» Information supplied:
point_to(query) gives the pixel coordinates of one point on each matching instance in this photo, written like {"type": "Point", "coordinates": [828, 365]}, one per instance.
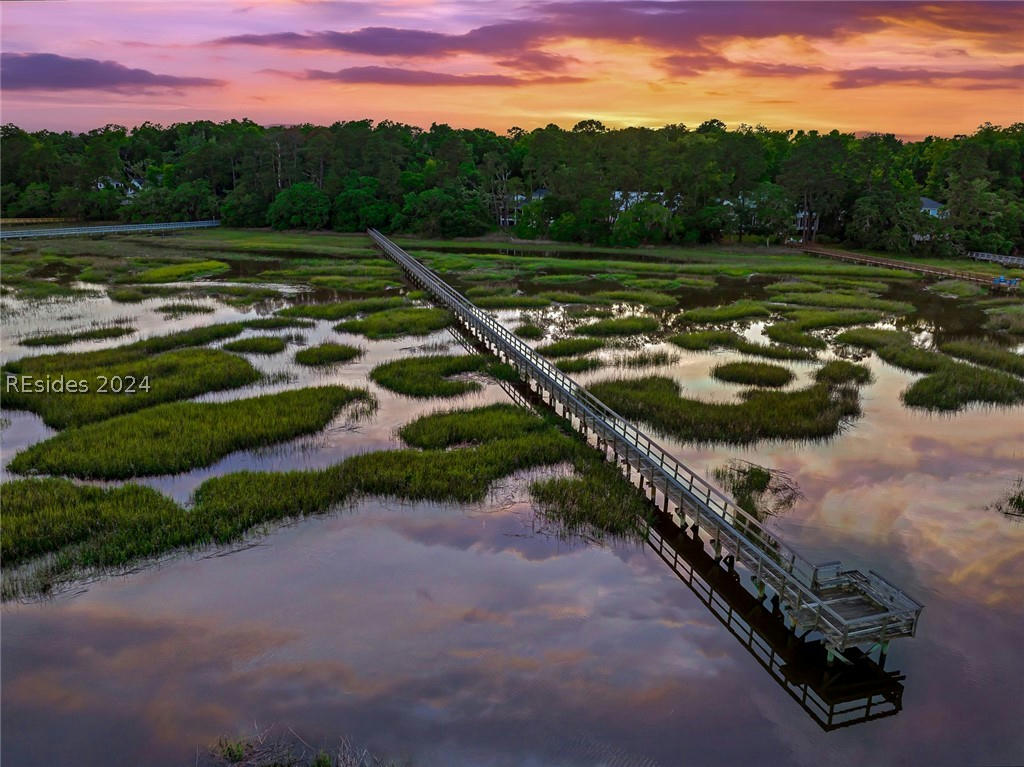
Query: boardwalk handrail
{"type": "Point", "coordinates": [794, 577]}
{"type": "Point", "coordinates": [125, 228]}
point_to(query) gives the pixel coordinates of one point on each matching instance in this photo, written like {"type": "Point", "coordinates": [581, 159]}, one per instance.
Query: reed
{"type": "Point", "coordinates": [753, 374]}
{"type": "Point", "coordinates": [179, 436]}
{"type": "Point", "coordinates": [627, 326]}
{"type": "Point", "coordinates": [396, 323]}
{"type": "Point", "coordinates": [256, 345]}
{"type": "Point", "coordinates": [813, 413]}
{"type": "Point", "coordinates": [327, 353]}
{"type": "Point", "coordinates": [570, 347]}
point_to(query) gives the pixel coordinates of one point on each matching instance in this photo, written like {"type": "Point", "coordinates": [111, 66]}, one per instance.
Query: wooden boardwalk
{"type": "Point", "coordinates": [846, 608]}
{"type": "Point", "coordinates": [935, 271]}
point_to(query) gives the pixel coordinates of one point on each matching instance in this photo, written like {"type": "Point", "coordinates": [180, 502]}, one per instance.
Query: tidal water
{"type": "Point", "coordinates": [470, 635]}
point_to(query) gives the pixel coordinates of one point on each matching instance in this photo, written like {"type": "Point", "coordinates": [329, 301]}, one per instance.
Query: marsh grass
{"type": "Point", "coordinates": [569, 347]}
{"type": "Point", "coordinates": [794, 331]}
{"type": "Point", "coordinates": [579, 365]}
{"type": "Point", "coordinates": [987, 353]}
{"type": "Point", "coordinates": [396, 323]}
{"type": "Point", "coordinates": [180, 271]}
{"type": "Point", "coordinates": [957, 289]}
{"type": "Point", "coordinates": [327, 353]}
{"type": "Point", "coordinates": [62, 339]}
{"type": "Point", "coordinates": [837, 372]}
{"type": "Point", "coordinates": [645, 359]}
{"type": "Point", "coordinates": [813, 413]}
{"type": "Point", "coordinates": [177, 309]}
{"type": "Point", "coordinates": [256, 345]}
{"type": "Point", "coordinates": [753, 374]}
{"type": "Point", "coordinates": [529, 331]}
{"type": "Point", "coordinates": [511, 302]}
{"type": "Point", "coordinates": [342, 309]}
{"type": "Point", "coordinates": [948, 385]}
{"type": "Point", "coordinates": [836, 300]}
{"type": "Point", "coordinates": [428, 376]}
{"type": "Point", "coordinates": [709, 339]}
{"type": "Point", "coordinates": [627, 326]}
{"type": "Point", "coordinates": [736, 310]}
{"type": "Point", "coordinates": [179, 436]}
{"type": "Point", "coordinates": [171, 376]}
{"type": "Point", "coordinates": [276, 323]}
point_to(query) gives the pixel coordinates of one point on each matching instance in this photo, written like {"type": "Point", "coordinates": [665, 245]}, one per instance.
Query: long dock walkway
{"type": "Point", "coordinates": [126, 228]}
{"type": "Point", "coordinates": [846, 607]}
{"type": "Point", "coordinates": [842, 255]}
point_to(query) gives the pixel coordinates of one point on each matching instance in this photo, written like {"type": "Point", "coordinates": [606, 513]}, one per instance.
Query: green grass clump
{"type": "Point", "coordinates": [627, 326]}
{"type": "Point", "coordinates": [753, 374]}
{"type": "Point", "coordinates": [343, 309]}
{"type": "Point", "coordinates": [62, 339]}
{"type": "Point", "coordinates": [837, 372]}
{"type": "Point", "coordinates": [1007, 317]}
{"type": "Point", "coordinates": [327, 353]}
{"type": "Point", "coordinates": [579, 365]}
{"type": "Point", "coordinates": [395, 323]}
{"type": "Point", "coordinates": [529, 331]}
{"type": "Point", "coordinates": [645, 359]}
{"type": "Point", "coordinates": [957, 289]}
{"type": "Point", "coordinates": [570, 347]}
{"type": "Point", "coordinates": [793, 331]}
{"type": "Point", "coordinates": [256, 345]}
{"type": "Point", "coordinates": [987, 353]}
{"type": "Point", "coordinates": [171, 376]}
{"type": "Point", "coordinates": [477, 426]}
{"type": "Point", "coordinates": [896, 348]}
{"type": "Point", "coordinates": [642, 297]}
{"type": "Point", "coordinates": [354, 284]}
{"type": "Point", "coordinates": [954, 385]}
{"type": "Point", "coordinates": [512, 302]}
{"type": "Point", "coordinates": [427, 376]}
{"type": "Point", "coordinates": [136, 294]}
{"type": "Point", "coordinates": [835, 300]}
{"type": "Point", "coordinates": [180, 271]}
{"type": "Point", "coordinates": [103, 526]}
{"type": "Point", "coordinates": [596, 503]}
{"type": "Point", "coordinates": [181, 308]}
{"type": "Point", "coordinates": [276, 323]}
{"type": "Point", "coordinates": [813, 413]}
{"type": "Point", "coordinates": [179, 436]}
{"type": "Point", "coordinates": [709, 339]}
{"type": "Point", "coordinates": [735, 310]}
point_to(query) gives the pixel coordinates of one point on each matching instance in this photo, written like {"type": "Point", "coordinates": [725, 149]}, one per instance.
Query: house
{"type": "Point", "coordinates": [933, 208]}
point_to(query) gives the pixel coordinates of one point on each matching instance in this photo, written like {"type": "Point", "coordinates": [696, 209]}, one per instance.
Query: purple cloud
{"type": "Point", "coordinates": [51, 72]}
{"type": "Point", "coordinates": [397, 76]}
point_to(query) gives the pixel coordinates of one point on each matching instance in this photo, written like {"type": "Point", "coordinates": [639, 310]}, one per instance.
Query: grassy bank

» To do:
Without the pictures, repeat all the records word for word.

» Solution for this problem:
point_to(query) gives the pixel coordinates of one point on each matching instance in this photo, written like {"type": "Point", "coordinates": [828, 365]}, one per instance.
Query: boardwalk handrail
{"type": "Point", "coordinates": [794, 577]}
{"type": "Point", "coordinates": [125, 228]}
point_to(query) gives the pixel coordinates of one point on each matching instance in this photo, written like {"type": "Point", "coordinates": [581, 159]}, one per instance.
Query: reed
{"type": "Point", "coordinates": [753, 374]}
{"type": "Point", "coordinates": [179, 436]}
{"type": "Point", "coordinates": [627, 326]}
{"type": "Point", "coordinates": [396, 323]}
{"type": "Point", "coordinates": [256, 345]}
{"type": "Point", "coordinates": [813, 413]}
{"type": "Point", "coordinates": [327, 353]}
{"type": "Point", "coordinates": [570, 347]}
point_to(query) gives the pixel coordinates of one point on each matching instance in this photo, written like {"type": "Point", "coordinates": [111, 66]}, one per instance.
Query: wooden boardwalk
{"type": "Point", "coordinates": [846, 608]}
{"type": "Point", "coordinates": [935, 271]}
point_to(query) gives the pixel coordinates of one point on each matching instance in this photo, written like {"type": "Point", "coordinates": [180, 502]}, one per instance.
Query: tidal water
{"type": "Point", "coordinates": [470, 635]}
point_to(query) gives the pixel coordinates of one point on each matching instance in this photo, written like {"type": "Point", "coordinates": [329, 301]}, one per instance.
Query: marsh grass
{"type": "Point", "coordinates": [569, 347]}
{"type": "Point", "coordinates": [794, 331]}
{"type": "Point", "coordinates": [579, 365]}
{"type": "Point", "coordinates": [987, 353]}
{"type": "Point", "coordinates": [396, 323]}
{"type": "Point", "coordinates": [180, 271]}
{"type": "Point", "coordinates": [957, 289]}
{"type": "Point", "coordinates": [327, 353]}
{"type": "Point", "coordinates": [62, 339]}
{"type": "Point", "coordinates": [837, 372]}
{"type": "Point", "coordinates": [645, 359]}
{"type": "Point", "coordinates": [813, 413]}
{"type": "Point", "coordinates": [177, 309]}
{"type": "Point", "coordinates": [256, 345]}
{"type": "Point", "coordinates": [753, 374]}
{"type": "Point", "coordinates": [529, 331]}
{"type": "Point", "coordinates": [511, 302]}
{"type": "Point", "coordinates": [342, 309]}
{"type": "Point", "coordinates": [948, 385]}
{"type": "Point", "coordinates": [836, 300]}
{"type": "Point", "coordinates": [428, 376]}
{"type": "Point", "coordinates": [709, 339]}
{"type": "Point", "coordinates": [627, 326]}
{"type": "Point", "coordinates": [736, 310]}
{"type": "Point", "coordinates": [179, 436]}
{"type": "Point", "coordinates": [171, 376]}
{"type": "Point", "coordinates": [276, 323]}
point_to(query) gives the pixel coordinates of one point on each matching instance in this photo, written like {"type": "Point", "coordinates": [665, 245]}, one per instance.
Query: long dock walkway
{"type": "Point", "coordinates": [126, 228]}
{"type": "Point", "coordinates": [846, 607]}
{"type": "Point", "coordinates": [842, 255]}
point_to(query) gives the pixel coordinates of one point on each matching instance in this photo, written like {"type": "Point", "coordinates": [606, 513]}, one per instance.
Query: green grass clump
{"type": "Point", "coordinates": [627, 326]}
{"type": "Point", "coordinates": [753, 374]}
{"type": "Point", "coordinates": [343, 309]}
{"type": "Point", "coordinates": [62, 339]}
{"type": "Point", "coordinates": [837, 372]}
{"type": "Point", "coordinates": [1007, 317]}
{"type": "Point", "coordinates": [327, 353]}
{"type": "Point", "coordinates": [579, 365]}
{"type": "Point", "coordinates": [395, 323]}
{"type": "Point", "coordinates": [529, 331]}
{"type": "Point", "coordinates": [645, 359]}
{"type": "Point", "coordinates": [957, 289]}
{"type": "Point", "coordinates": [570, 347]}
{"type": "Point", "coordinates": [793, 331]}
{"type": "Point", "coordinates": [256, 345]}
{"type": "Point", "coordinates": [987, 353]}
{"type": "Point", "coordinates": [171, 376]}
{"type": "Point", "coordinates": [477, 426]}
{"type": "Point", "coordinates": [896, 348]}
{"type": "Point", "coordinates": [642, 297]}
{"type": "Point", "coordinates": [354, 284]}
{"type": "Point", "coordinates": [954, 385]}
{"type": "Point", "coordinates": [512, 302]}
{"type": "Point", "coordinates": [427, 376]}
{"type": "Point", "coordinates": [136, 294]}
{"type": "Point", "coordinates": [835, 300]}
{"type": "Point", "coordinates": [180, 271]}
{"type": "Point", "coordinates": [103, 526]}
{"type": "Point", "coordinates": [596, 503]}
{"type": "Point", "coordinates": [181, 308]}
{"type": "Point", "coordinates": [276, 323]}
{"type": "Point", "coordinates": [813, 413]}
{"type": "Point", "coordinates": [179, 436]}
{"type": "Point", "coordinates": [709, 339]}
{"type": "Point", "coordinates": [735, 310]}
point_to(query) gives the pixel coordinates of one point on each matching instance in this photo, written like {"type": "Point", "coordinates": [725, 149]}, one per instance.
Query: house
{"type": "Point", "coordinates": [933, 208]}
point_to(query) gives the pixel coordinates of one point on each matching instance in this photo, written like {"type": "Point", "coordinates": [696, 209]}, one per instance.
Query: purple cloud
{"type": "Point", "coordinates": [51, 72]}
{"type": "Point", "coordinates": [397, 76]}
point_to(query) gives the pixel coordinates of one point on each matching instance in this photo, written like {"type": "Point", "coordinates": [639, 310]}, one per instance.
Query: grassy bank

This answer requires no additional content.